_DESCRIPTION OF THE TASK:_ Update the items starting at the line that contains "For sports analytics purposes, locate the glazed" and ending at the line that contains "[261,154,345,223]", and give only those lines back with "cup handle" changed to "mug handle" and everything else left the same.

_SUPPLIED RECORDS:_
--------------------------------

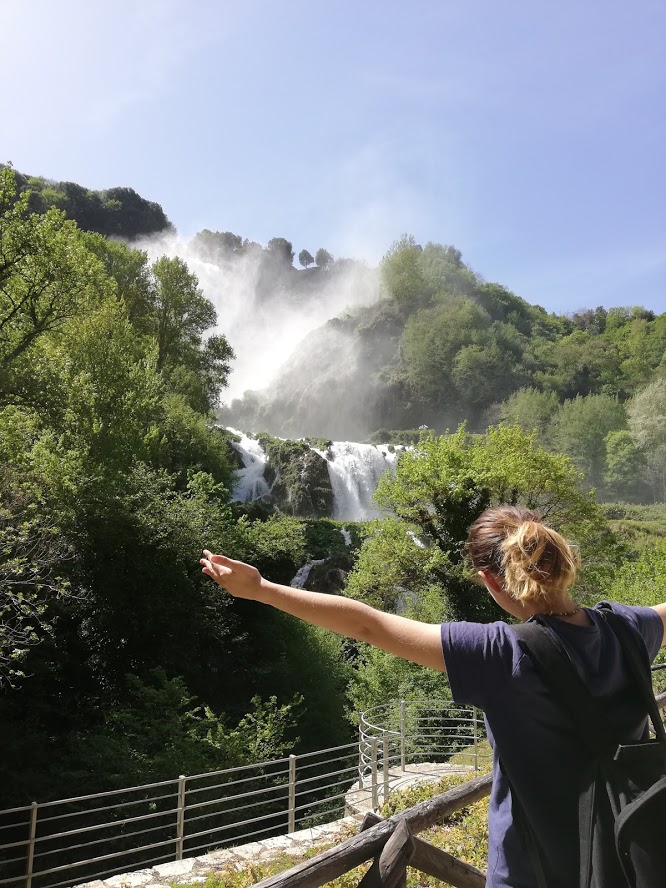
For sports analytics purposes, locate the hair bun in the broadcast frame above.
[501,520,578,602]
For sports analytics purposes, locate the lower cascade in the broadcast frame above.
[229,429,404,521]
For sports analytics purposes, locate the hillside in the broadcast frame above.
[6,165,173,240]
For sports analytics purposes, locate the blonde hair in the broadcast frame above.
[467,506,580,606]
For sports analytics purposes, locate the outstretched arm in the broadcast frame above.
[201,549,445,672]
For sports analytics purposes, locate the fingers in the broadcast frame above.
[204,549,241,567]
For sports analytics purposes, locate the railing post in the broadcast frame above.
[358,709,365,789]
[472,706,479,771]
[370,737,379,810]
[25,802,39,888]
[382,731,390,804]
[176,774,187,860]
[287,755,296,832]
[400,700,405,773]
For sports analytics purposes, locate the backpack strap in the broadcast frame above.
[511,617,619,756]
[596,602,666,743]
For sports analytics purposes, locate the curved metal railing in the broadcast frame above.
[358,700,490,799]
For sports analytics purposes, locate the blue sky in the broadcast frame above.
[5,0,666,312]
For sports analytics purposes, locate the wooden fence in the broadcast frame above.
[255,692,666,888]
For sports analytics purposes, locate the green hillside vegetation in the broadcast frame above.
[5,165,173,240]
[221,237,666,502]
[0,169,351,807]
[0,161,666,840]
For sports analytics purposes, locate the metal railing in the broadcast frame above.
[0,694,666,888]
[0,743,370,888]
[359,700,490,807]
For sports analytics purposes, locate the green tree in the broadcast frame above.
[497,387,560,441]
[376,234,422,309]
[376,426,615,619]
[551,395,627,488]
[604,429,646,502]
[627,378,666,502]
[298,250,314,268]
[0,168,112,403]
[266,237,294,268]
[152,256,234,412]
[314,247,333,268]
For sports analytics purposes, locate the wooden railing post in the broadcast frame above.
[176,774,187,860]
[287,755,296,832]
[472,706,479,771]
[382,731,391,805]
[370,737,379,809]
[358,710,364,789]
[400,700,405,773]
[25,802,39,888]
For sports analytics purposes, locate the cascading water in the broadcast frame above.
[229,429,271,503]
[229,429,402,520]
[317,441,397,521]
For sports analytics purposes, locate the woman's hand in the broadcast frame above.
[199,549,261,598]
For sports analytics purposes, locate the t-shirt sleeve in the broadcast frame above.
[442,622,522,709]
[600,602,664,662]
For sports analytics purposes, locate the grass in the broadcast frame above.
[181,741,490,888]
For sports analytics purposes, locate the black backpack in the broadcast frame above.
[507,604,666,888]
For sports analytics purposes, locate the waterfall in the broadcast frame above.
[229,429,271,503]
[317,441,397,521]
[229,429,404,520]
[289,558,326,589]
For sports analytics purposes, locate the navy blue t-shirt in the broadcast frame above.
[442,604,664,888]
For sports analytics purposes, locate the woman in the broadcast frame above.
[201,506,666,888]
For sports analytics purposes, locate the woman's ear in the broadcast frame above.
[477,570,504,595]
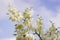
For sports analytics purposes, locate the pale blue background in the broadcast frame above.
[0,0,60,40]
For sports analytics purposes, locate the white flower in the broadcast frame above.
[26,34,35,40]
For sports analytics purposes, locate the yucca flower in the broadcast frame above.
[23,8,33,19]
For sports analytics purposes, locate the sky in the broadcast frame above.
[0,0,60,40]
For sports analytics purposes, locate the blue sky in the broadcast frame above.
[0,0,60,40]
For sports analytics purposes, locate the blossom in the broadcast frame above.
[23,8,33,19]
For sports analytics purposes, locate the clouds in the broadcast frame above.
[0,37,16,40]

--------------------------------

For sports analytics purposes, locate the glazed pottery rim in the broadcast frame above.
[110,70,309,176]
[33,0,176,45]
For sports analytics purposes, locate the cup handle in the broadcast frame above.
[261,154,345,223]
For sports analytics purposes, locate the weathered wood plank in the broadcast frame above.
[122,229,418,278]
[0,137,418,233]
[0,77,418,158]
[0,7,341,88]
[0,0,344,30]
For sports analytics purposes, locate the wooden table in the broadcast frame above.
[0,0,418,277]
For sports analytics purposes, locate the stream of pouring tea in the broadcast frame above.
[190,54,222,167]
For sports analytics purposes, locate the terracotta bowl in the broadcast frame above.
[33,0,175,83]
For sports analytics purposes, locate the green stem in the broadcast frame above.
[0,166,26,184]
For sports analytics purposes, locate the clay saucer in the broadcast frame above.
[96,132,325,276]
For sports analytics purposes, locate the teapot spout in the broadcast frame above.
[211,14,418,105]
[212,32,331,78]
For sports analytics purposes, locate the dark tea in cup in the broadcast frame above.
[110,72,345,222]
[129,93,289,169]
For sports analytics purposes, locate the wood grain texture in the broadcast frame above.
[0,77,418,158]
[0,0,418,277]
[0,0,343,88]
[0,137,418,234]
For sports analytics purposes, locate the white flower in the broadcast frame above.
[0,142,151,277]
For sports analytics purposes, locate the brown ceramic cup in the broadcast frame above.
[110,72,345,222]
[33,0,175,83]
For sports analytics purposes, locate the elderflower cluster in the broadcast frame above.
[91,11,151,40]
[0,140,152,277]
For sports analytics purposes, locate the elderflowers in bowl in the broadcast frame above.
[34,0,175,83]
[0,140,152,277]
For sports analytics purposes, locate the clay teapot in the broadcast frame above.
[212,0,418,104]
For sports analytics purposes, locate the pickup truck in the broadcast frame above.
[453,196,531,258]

--------------------------------

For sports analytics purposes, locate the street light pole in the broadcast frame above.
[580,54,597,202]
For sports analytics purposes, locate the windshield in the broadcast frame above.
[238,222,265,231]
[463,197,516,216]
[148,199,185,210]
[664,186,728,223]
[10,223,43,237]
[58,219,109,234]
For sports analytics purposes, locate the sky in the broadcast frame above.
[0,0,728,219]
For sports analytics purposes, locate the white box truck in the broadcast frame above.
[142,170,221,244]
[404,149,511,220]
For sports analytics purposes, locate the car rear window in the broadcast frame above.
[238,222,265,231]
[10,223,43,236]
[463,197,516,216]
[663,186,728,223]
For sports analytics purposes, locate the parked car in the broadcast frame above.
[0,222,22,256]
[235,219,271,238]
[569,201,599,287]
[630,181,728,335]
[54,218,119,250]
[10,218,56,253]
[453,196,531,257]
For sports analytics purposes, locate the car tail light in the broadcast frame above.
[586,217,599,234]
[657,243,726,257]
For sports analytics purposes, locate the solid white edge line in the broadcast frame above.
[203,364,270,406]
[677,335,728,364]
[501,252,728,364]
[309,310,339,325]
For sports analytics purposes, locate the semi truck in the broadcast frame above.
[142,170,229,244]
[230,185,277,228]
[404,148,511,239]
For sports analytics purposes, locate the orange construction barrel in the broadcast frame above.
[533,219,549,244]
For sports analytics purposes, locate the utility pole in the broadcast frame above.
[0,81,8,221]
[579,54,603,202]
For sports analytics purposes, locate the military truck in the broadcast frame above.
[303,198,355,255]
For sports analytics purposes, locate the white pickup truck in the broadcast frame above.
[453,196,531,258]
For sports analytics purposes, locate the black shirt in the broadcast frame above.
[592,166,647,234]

--------------------------------

_SOLUTION:_
For sports analytics purposes, locate the glazed pottery rim in the broadcast frame above.
[110,70,309,176]
[33,0,176,45]
For sports analytics purposes, locate the mug handle in the broadcast frame above.
[261,154,345,223]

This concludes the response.